#### COMPITI ASSEGNATI:
A. Quali testate giornalistiche vengono nominate nell'articolo sul figlio del ministro Poletti? Riportale tutte.
B. Estrai dalle voci tutte le righe in cui compare la stringa "railing". Maiuscole e minuscole contano.

#### ESTRATTO SELEZIONATO:
============================================================

Il figlio del ministro Poletti si difende: «Il mio giornale prese i fondi quando papà non era in politica»

22/12/2016 di Redazione

«Io privilegiato? Non direi proprio. Lavoro part time come direttore di un settimanale e guadagno 1800 euro al mese. Siamo una cooperativa, nel 2015 ci siamo tagliati gli stipendi per non lasciare a casa nessuno». Risponde così a La Stampa Manuel Poletti, 42 anni, giornalista romagnolo e figlio del ministro. Manuel è balzato alle cronache per la frase di suo padre sui ragazzi italiani emigrati all’estero. E precisa: nessun favoritismo.

Lei è finito sotto accusa perché il suo periodico “Setteserequi” percepisce fondi pubblici.
«Il mio settimanale “Settesere” si è fuso con “Qui magazine”, che già percepiva fondi pubblici da anni come altre testate. E’ successo nel 2013, e mio padre neppure pensava a fare politica. Qualcuno davvero pensa che io debba cambiare lavoro perché mio padre fa il ministro?»

============================================================

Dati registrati
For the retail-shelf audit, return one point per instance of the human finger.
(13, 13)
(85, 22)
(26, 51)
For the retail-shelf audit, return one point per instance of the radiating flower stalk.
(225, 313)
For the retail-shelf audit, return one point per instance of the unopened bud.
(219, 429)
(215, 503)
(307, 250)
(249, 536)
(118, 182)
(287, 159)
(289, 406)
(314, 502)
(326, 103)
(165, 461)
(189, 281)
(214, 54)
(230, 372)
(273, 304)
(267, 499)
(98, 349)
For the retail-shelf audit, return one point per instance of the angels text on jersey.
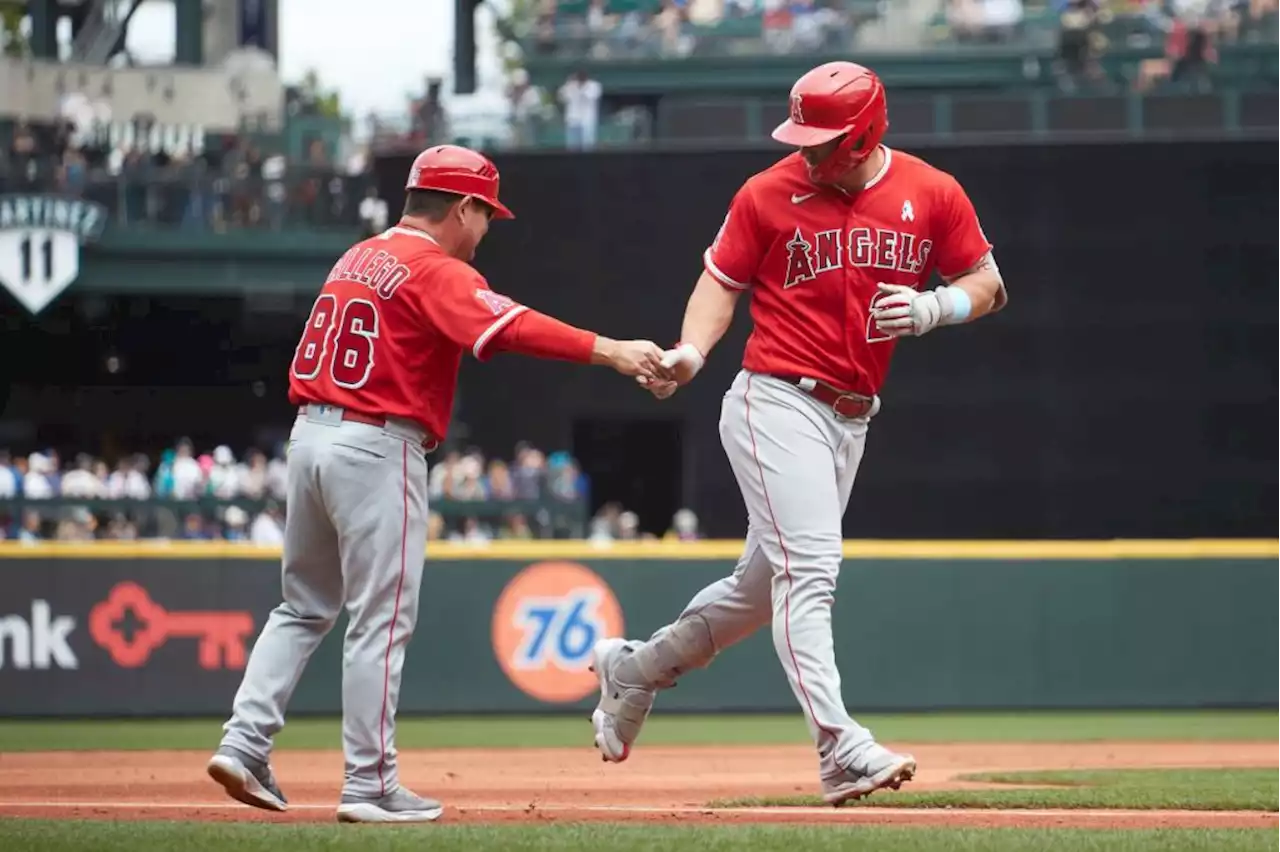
(814, 253)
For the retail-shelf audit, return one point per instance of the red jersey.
(812, 259)
(387, 333)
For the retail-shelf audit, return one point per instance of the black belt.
(845, 403)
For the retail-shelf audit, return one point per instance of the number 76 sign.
(544, 624)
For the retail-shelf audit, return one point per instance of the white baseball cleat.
(876, 768)
(246, 779)
(397, 806)
(624, 708)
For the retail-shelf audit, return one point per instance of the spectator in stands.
(529, 472)
(269, 526)
(78, 525)
(236, 520)
(470, 484)
(563, 477)
(501, 488)
(684, 526)
(31, 527)
(222, 481)
(526, 109)
(187, 476)
(128, 480)
(24, 160)
(251, 475)
(629, 526)
(82, 481)
(1189, 51)
(516, 528)
(440, 480)
(120, 528)
(37, 484)
(277, 481)
(580, 95)
(373, 213)
(434, 526)
(604, 525)
(8, 477)
(1079, 44)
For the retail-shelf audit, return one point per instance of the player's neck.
(862, 174)
(435, 230)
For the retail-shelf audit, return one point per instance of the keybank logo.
(544, 624)
(131, 627)
(39, 642)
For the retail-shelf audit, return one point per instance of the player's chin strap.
(901, 310)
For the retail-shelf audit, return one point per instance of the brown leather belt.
(429, 443)
(845, 403)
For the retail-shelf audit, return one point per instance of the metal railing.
(201, 198)
(80, 520)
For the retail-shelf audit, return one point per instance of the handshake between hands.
(657, 370)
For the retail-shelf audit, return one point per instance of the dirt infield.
(658, 784)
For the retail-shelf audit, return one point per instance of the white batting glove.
(903, 311)
(684, 361)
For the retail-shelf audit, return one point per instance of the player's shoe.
(876, 768)
(246, 779)
(397, 806)
(624, 708)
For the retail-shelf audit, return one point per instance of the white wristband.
(956, 305)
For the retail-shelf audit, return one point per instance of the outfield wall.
(164, 630)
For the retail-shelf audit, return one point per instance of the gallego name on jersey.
(85, 219)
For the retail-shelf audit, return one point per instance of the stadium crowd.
(245, 499)
(147, 174)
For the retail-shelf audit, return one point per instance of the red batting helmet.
(832, 100)
(451, 168)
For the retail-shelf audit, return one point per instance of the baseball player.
(835, 243)
(374, 378)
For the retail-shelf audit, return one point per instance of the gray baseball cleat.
(397, 806)
(624, 708)
(876, 768)
(246, 779)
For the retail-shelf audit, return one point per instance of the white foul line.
(848, 812)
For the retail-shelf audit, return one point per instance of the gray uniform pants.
(795, 463)
(355, 537)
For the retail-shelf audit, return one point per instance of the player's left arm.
(967, 262)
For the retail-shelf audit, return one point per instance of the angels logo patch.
(496, 302)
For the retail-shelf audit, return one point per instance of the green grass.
(513, 732)
(1196, 789)
(31, 836)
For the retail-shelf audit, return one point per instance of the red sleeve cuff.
(544, 337)
(725, 280)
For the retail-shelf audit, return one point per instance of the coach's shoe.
(246, 779)
(876, 768)
(398, 806)
(624, 706)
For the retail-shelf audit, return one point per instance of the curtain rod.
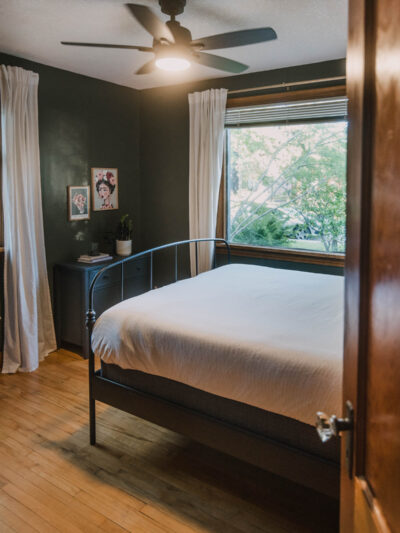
(287, 85)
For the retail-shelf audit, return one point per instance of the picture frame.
(78, 202)
(104, 189)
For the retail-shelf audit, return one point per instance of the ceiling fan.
(173, 46)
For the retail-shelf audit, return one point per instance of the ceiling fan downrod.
(172, 7)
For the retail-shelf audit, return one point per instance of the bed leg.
(92, 421)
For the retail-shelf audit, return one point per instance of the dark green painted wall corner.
(83, 123)
(164, 151)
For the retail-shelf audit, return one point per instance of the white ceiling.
(308, 31)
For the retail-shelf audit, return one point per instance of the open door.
(370, 476)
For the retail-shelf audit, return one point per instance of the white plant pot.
(124, 247)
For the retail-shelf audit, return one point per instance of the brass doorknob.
(331, 426)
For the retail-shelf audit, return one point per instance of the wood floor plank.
(139, 478)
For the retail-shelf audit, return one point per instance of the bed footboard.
(91, 312)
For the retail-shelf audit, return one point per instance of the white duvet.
(267, 337)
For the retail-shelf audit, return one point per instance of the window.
(286, 175)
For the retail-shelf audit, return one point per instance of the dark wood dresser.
(71, 296)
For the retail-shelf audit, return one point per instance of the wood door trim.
(368, 514)
(360, 90)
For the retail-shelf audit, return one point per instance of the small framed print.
(78, 202)
(104, 189)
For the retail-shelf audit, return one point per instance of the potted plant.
(124, 236)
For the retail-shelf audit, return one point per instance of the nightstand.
(71, 296)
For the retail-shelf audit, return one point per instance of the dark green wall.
(164, 150)
(83, 122)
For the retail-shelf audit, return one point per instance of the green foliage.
(124, 229)
(269, 230)
(293, 175)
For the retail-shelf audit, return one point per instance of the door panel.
(382, 451)
(370, 500)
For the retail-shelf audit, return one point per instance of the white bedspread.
(267, 337)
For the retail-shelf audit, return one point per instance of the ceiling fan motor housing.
(172, 7)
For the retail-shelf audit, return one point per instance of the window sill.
(279, 254)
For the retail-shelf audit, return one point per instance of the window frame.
(269, 252)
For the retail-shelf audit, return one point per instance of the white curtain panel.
(28, 322)
(207, 112)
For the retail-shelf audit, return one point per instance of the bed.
(239, 358)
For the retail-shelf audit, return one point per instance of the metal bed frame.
(300, 466)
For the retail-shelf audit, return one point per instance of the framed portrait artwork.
(78, 202)
(104, 189)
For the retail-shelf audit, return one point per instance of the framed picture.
(78, 202)
(104, 189)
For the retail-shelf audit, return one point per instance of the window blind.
(334, 107)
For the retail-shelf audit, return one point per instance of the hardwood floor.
(139, 478)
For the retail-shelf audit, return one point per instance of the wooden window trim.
(264, 252)
(282, 254)
(287, 96)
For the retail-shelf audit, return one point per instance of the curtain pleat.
(28, 322)
(207, 112)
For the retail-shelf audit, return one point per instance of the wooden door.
(370, 499)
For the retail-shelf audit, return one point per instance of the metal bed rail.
(91, 313)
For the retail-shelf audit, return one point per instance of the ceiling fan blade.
(221, 63)
(147, 68)
(101, 45)
(236, 38)
(151, 22)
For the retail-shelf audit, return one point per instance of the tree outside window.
(287, 185)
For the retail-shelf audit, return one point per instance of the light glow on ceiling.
(173, 64)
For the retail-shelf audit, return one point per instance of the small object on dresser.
(94, 258)
(124, 236)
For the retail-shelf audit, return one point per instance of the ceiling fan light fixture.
(173, 64)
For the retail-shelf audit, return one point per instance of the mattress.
(266, 337)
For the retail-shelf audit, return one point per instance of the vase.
(124, 247)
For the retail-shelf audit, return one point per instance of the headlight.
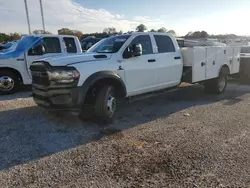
(64, 76)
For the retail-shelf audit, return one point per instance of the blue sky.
(221, 16)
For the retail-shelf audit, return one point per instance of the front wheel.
(9, 82)
(217, 85)
(106, 104)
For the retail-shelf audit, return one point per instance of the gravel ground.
(181, 139)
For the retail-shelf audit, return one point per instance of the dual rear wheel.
(9, 83)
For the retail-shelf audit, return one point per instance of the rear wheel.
(217, 85)
(9, 82)
(106, 104)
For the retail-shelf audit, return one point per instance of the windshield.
(109, 45)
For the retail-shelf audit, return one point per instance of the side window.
(48, 45)
(145, 41)
(70, 44)
(164, 43)
(52, 45)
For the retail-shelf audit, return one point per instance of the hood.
(63, 60)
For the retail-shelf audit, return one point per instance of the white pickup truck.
(126, 66)
(15, 61)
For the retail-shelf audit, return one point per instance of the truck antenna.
(27, 15)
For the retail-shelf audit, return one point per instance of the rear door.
(51, 45)
(168, 60)
(141, 71)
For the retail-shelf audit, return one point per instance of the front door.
(141, 72)
(51, 46)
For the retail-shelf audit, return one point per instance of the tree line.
(112, 31)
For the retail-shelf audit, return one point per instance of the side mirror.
(136, 50)
(133, 51)
(40, 50)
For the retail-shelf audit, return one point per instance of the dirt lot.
(181, 139)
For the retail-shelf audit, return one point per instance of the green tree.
(172, 32)
(141, 28)
(37, 31)
(162, 30)
(110, 30)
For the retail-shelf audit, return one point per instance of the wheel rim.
(222, 83)
(111, 105)
(6, 83)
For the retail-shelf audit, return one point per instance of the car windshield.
(109, 45)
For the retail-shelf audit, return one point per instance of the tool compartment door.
(199, 64)
(236, 60)
(229, 57)
(212, 66)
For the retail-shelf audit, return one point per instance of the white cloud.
(65, 13)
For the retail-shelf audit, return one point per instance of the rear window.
(52, 45)
(164, 44)
(245, 49)
(70, 44)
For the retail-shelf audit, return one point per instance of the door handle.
(151, 60)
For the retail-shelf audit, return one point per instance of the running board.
(151, 94)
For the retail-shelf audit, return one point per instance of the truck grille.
(39, 74)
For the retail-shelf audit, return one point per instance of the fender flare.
(94, 78)
(13, 70)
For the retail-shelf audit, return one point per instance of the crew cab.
(127, 66)
(15, 61)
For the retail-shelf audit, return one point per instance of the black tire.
(10, 78)
(106, 104)
(217, 85)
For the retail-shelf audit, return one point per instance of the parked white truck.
(15, 61)
(127, 66)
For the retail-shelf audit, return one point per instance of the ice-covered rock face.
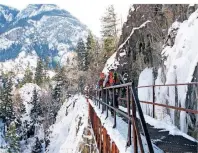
(40, 28)
(7, 15)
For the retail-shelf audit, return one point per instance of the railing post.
(142, 120)
(129, 114)
(107, 102)
(104, 140)
(134, 131)
(101, 97)
(103, 100)
(153, 101)
(114, 126)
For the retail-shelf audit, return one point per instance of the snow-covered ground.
(119, 134)
(26, 93)
(67, 132)
(2, 139)
(180, 63)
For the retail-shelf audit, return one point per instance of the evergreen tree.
(37, 147)
(81, 54)
(12, 139)
(6, 106)
(109, 31)
(36, 109)
(58, 92)
(39, 74)
(28, 77)
(90, 49)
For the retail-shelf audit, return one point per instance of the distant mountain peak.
(42, 28)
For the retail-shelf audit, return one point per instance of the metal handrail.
(130, 117)
(136, 105)
(164, 85)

============================================================

#### RISPOSTE:
A.
- La Stampa
- Setteserequi
- Settesere
- Qui magazine

B.
For the retail-shelf audit, return one point per instance of the metal railing.
For the retail-shelf audit, return one point per instance of the railing post.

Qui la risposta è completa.